▶ **Lista de tareas**
#1 Enumera los objetos que, según el fragmento sobre la poesía de Karmelo C. Iribarren, comparten protagonismo con la ciudad.
#2 Devuelve sin cambios el pasaje del fragmento sobre la poesía de Karmelo C. Iribarren que va desde "Vuelvo a la" hasta "pero irreductiblemente hermoso.".

▶ **Fragmento**
════════════════════
Vuelvo a la poesía porque ésta es capaz
de redimensionar esa escala y de hacer elegía y hasta épica de todo aquello que
nos parece banal e innecesario para nuestra existencia, pero que, una vez
leídos ciertos poemas, recuperan ese valor que todo elemento de nuestras vidas
debería tener, ya solo por el simple hecho de que su existencia es la
confirmación de la nuestra, de la pervivencia en este mundo tan lleno de
miserias pero irreductiblemente hermoso.
En el prólogo del libro Pequeños incidentes de Karmelo C. Iribarren (San Sebastián, 1959), escrito por Luis García Montero (lo que nos pone ya
las orejas en punta), se balizan así sus intenciones: «Es la rutina de la vida,
nada más, pero también nada menos». Y es que el autor vasco rehace esa rutina
para convertirla en acontecimiento, fijándola en el verso, construyéndola desde
la nueva rutina que surge de la introspección del poeta y así es como espejos,
paraguas, taxis, monedas, cafés, periódicos o zapatos comparten protagonismo
con la ciudad, con aceras, parques, plazas, bares y escenarios por los que nos
movemos de manera frecuente y, por consiguiente, despreciamos, ajenos a
lirismos literarios que ahora puestos ante nuestros ojos, engarzan la
emoción con la sorpresa por las nuevas escenas que provocan y en su interior,
nosotros. Es decir, sentimientos, miedos, anhelos, esperanzas, desesperanzas,
amores, felicidades, engaños, nostalgias...en definitiva, momentos.
════════════════════
▶ **Entradas de datos recopiladas**
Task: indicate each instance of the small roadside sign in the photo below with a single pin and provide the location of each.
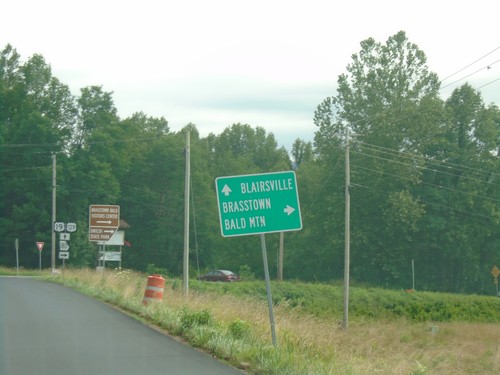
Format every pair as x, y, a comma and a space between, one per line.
71, 227
258, 203
104, 220
59, 227
495, 271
════════════════════
▶ **Resultados por tarea**
#1 Espejos, paraguas, taxis, monedas, cafés, periódicos y zapatos.

#2
Vuelvo a la poesía porque ésta es capaz
de redimensionar esa escala y de hacer elegía y hasta épica de todo aquello que
nos parece banal e innecesario para nuestra existencia, pero que, una vez
leídos ciertos poemas, recuperan ese valor que todo elemento de nuestras vidas
debería tener, ya solo por el simple hecho de que su existencia es la
confirmación de la nuestra, de la pervivencia en este mundo tan lleno de
miserias pero irreductiblemente hermoso.